Give back every line of the material below that has the string "white".

Content starts

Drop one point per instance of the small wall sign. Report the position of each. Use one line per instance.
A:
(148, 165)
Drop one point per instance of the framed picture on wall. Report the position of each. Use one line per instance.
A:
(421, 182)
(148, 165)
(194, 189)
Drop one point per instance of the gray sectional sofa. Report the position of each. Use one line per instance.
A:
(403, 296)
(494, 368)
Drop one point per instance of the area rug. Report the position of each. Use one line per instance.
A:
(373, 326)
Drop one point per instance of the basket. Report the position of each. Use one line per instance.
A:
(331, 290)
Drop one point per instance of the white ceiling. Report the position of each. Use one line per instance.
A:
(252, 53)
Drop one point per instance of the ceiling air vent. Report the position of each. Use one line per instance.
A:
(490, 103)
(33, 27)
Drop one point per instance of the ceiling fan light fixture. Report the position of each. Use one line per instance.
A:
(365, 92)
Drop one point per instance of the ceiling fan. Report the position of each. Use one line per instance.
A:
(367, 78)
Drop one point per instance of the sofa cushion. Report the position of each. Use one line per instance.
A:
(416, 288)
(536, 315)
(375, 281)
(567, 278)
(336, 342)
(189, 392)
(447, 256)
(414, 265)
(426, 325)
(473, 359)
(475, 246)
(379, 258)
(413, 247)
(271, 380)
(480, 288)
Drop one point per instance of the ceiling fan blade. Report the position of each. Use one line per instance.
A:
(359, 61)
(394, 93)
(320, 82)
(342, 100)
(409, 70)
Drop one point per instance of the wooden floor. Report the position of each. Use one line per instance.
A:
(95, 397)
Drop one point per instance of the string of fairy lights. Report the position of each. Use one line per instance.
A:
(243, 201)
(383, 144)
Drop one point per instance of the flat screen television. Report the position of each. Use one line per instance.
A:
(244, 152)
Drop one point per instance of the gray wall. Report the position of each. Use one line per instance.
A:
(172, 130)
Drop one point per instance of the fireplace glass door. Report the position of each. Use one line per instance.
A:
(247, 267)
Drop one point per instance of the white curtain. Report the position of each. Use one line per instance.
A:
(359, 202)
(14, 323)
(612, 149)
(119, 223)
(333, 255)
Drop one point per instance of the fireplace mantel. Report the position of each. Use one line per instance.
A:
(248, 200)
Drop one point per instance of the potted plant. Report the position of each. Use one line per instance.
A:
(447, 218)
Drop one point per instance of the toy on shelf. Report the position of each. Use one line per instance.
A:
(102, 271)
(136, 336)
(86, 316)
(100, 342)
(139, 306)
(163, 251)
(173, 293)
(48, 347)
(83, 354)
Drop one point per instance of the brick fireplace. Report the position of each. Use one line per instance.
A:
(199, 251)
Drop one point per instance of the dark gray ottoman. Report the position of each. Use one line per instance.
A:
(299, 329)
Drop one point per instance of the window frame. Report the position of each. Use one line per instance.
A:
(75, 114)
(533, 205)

Content ends

Response -
Drop one point per instance of the white ceiling. Report the position of each. Use one line per instance.
Drop one point per instance of the white curtain. Report the position of each. Use one line per instance.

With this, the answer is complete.